--- START OF Entries shown ---
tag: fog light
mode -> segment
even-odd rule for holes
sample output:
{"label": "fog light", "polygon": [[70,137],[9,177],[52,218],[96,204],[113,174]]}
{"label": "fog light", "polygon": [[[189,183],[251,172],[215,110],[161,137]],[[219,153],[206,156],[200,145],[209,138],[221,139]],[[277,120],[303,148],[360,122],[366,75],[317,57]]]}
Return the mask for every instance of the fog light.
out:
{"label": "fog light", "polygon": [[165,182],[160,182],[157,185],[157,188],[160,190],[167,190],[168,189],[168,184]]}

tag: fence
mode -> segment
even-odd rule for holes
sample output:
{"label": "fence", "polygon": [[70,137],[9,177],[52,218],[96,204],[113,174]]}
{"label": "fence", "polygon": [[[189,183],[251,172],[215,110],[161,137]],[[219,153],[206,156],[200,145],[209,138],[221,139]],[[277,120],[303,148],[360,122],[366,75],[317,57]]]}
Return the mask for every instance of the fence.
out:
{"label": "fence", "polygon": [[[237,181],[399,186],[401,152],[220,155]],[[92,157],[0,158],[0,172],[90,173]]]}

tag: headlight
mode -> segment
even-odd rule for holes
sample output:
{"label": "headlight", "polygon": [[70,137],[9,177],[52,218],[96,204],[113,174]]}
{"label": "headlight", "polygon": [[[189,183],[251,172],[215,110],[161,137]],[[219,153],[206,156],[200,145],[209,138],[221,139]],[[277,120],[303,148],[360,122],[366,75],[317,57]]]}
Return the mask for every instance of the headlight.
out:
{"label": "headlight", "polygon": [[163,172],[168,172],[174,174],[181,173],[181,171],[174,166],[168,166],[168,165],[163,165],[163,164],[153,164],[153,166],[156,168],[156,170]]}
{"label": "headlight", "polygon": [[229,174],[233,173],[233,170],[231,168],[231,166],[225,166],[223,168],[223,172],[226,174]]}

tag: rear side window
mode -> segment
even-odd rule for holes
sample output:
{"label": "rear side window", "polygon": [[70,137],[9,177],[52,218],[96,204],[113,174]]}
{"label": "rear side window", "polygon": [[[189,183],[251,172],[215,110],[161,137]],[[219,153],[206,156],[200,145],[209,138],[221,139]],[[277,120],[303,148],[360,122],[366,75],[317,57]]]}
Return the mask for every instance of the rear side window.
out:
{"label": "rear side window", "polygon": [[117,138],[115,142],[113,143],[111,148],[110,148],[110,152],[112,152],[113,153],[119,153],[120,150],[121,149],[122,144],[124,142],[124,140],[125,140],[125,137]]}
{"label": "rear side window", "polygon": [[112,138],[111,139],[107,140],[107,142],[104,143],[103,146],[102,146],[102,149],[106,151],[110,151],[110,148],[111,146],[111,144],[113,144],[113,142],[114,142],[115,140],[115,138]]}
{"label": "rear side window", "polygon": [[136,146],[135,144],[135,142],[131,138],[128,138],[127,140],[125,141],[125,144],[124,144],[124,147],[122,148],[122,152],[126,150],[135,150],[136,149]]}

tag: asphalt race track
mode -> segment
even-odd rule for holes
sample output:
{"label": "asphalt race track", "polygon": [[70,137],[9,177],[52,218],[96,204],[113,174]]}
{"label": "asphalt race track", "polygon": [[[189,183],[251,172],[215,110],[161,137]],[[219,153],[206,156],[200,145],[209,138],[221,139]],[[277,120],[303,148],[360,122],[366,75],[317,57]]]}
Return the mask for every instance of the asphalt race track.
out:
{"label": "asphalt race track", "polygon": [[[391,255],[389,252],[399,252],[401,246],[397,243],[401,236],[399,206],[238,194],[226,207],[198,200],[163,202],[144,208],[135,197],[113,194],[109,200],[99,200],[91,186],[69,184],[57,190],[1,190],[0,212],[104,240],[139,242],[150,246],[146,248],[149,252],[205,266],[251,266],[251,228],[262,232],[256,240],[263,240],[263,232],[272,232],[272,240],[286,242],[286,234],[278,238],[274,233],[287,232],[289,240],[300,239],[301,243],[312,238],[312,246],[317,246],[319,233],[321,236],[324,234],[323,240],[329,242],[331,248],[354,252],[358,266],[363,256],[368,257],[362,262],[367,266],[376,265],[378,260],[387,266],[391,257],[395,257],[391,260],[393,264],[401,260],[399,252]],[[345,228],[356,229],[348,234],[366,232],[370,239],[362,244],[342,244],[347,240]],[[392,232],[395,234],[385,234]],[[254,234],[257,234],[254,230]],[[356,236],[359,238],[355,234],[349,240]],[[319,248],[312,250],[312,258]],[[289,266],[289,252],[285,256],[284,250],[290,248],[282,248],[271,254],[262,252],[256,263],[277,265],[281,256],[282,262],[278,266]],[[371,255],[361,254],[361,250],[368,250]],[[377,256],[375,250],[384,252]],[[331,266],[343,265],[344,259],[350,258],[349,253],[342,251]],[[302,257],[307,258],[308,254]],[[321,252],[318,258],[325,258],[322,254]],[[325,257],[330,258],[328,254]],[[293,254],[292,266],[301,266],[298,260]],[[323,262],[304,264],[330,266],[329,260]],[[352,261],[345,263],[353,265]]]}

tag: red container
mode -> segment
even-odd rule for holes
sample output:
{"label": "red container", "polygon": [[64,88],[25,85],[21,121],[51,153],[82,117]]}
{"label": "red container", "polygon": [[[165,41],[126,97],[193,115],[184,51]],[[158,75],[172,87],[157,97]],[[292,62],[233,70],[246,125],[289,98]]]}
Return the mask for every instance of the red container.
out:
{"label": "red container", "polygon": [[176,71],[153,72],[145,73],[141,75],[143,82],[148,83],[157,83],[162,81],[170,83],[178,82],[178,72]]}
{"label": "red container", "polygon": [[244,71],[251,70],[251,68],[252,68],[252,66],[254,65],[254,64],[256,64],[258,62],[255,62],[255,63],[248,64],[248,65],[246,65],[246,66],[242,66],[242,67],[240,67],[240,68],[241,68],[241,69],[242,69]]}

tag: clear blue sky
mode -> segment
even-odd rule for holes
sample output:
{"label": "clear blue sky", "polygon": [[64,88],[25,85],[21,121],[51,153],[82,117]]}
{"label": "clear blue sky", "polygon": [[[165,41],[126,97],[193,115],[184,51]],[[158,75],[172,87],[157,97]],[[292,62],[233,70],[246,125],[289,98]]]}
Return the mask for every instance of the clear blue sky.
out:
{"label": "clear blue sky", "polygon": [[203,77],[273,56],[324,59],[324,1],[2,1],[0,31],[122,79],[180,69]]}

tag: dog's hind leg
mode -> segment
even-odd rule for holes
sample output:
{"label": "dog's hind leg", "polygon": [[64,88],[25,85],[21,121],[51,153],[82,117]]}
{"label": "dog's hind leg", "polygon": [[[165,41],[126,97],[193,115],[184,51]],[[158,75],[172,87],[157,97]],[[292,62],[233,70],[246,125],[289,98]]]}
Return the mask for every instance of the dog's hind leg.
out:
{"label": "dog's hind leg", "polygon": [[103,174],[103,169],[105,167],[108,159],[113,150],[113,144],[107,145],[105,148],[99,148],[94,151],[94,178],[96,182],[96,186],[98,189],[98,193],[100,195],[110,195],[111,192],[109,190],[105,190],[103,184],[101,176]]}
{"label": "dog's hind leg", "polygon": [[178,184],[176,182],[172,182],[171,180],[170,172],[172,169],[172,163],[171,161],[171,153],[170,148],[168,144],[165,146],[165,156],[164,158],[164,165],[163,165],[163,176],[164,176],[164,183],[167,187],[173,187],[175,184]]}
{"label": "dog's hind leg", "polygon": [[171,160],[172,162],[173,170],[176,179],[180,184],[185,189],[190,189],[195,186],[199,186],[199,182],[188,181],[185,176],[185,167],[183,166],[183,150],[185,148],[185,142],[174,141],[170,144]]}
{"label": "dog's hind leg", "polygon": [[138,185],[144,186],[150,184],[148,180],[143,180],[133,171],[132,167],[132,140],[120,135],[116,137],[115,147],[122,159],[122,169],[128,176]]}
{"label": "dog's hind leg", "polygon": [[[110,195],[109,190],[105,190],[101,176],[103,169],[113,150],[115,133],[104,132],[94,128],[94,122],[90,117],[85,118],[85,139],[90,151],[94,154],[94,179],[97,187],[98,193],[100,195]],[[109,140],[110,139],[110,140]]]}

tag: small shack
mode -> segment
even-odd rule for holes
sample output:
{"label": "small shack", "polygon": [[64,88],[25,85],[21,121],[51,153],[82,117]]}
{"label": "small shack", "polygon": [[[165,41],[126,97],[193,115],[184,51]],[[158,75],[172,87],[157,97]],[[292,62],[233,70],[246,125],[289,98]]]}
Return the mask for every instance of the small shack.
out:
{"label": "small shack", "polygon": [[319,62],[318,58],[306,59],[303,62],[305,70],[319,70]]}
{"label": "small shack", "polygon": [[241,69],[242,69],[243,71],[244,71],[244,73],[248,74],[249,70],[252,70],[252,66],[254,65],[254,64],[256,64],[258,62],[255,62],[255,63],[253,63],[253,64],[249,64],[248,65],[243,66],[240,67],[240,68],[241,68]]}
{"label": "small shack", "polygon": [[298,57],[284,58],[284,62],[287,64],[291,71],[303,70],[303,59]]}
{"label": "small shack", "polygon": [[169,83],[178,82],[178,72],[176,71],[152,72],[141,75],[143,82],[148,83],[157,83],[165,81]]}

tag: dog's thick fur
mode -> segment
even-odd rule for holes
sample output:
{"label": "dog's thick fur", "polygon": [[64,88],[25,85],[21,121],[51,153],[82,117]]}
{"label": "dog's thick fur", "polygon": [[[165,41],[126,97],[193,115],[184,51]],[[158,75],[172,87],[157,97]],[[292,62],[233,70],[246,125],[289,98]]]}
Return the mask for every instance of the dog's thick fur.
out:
--- END OF Entries shown ---
To do> Please switch "sample output" to "reference output" in the part of the data that opens with the line containing "tag: small shack" and closes at the end of the data, changing nothing else. Return only that part.

Answer to the problem>
tag: small shack
mode -> segment
even-odd rule for holes
reference output:
{"label": "small shack", "polygon": [[64,88],[25,85],[21,121],[51,153],[82,117]]}
{"label": "small shack", "polygon": [[[165,41],[126,97],[193,115],[184,51]],[[158,75],[172,87],[157,97]],[[292,62],[233,70],[246,125],[289,98]]]}
Return the mask for every instance of the small shack.
out:
{"label": "small shack", "polygon": [[319,62],[318,58],[306,59],[303,62],[305,70],[319,70]]}
{"label": "small shack", "polygon": [[241,69],[242,69],[243,71],[244,71],[244,73],[248,74],[249,70],[252,70],[252,66],[254,65],[254,64],[256,64],[258,62],[255,62],[255,63],[253,63],[253,64],[249,64],[248,65],[243,66],[240,67],[240,68],[241,68]]}
{"label": "small shack", "polygon": [[298,57],[284,58],[284,62],[287,64],[291,71],[303,70],[303,59]]}
{"label": "small shack", "polygon": [[169,83],[178,82],[178,72],[176,71],[152,72],[141,75],[143,82],[148,83],[157,83],[165,81]]}

tag: dog's thick fur
mode -> segment
even-odd rule for holes
reference output:
{"label": "dog's thick fur", "polygon": [[64,88],[25,85],[21,121],[51,153],[82,117]]}
{"label": "dog's thick fur", "polygon": [[[165,41],[126,97],[193,115],[184,51]],[[158,75],[172,87],[157,97]],[[292,62],[233,70],[246,125],[289,98]]]}
Return the mask for every instance of the dog's thick fur.
out:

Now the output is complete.